─── PASSAGE SHOWN ───
The two candidates previously competed in the general election of 2017 when Dodds received 21,240 votes compared to Finucane’s total of 19,159. The margin of victory was 2,081 but, in the same election, the Social Democratic and Labour Party (SDLP), Green Party, and Workers’ Party got 3,062 votes between them. None of these three parties is putting up a candidate this time around and, if Finucane can get slightly more than two-thirds of their supporters on his side, he could win against his DUP opponent.
It won’t be easy but the fact that Sinn Féin is a strong opponent of Brexit, the proposed departure of the United Kingdom from the European Union, is likely to help his cause. The DUP have been strong supporters of Brexit, although they are very unhappy with the deal worked out by UK Prime Minister Boris Johnson with the EU, whereby there will be trade and customs regulations between Northern Ireland and the British mainland. The DUP and other unionists are deeply concerned that this will weaken the link between the North and Britain and help pave the way to a United Ireland.
───
EXERCISES TO COMPLETE =
a - In the election passage, how many votes did Dodds receive in the 2017 general election?
b - Rewrite the part of the election passage that opens with "It won’t be" and closes with "a United Ireland.", replacing "Brexit" with "the UK's withdrawal from the EU".
─── STORED RECORDS ───
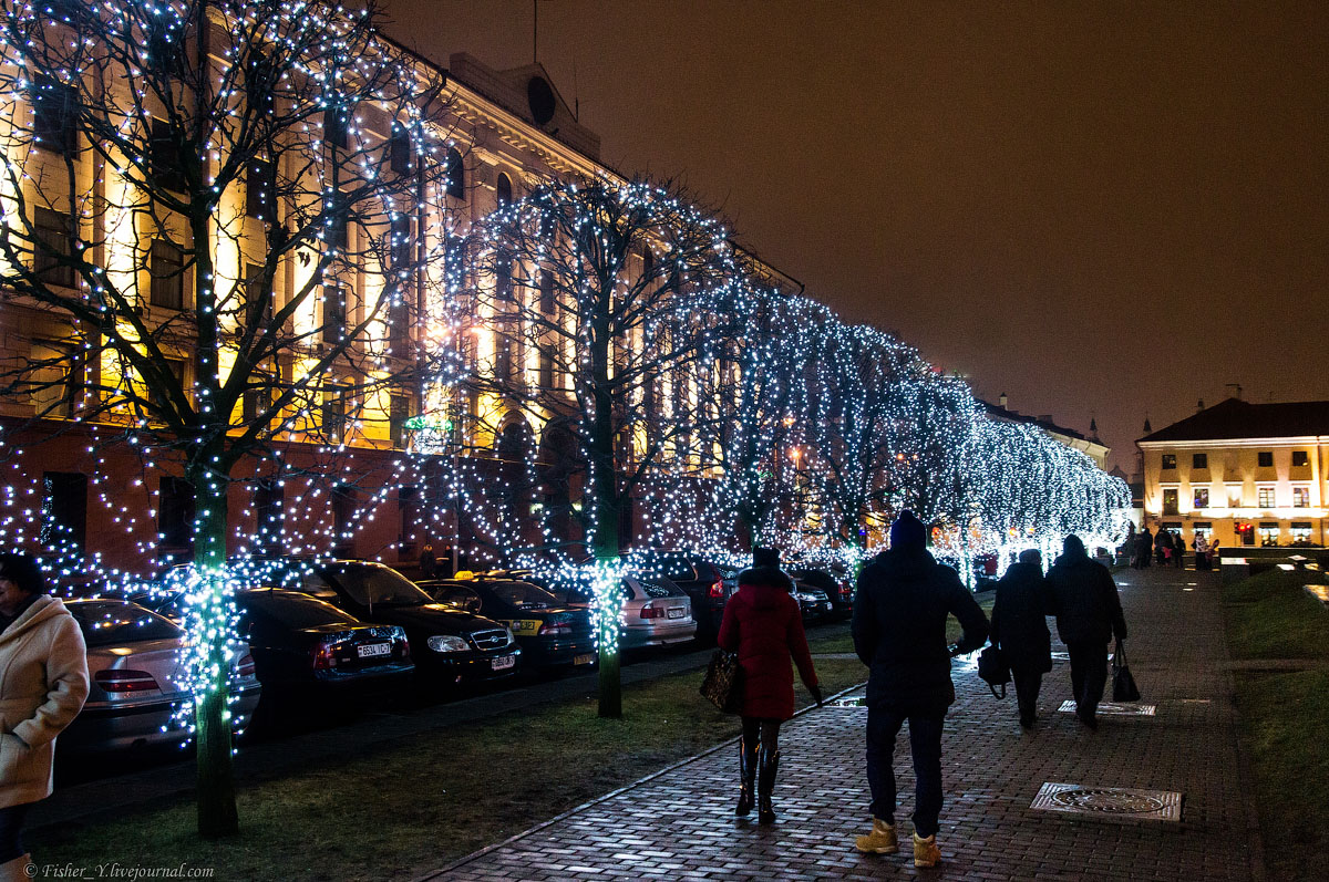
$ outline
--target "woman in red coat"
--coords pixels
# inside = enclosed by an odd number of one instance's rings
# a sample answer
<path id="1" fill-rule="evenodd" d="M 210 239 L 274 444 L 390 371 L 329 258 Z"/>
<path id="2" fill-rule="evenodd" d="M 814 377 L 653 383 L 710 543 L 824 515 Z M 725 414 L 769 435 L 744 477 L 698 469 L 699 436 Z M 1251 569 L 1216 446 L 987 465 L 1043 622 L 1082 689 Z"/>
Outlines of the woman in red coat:
<path id="1" fill-rule="evenodd" d="M 738 652 L 743 667 L 743 740 L 739 741 L 739 805 L 735 814 L 752 813 L 752 785 L 758 784 L 762 824 L 775 821 L 771 790 L 780 765 L 780 724 L 793 716 L 793 671 L 821 704 L 817 672 L 812 668 L 808 639 L 803 634 L 799 602 L 789 594 L 793 583 L 780 571 L 775 549 L 752 551 L 751 570 L 739 574 L 739 590 L 724 606 L 716 643 Z M 760 754 L 759 754 L 760 745 Z M 760 766 L 760 777 L 758 777 Z"/>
───
RESPONSE LIST =
a - 21,240 votes

b -
It won’t be easy but the fact that Sinn Féin is a strong opponent of the UK's withdrawal from the EU, the proposed departure of the United Kingdom from the European Union, is likely to help his cause. The DUP have been strong supporters of the UK's withdrawal from the EU, although they are very unhappy with the deal worked out by UK Prime Minister Boris Johnson with the EU, whereby there will be trade and customs regulations between Northern Ireland and the British mainland. The DUP and other unionists are deeply concerned that this will weaken the link between the North and Britain and help pave the way to a United Ireland.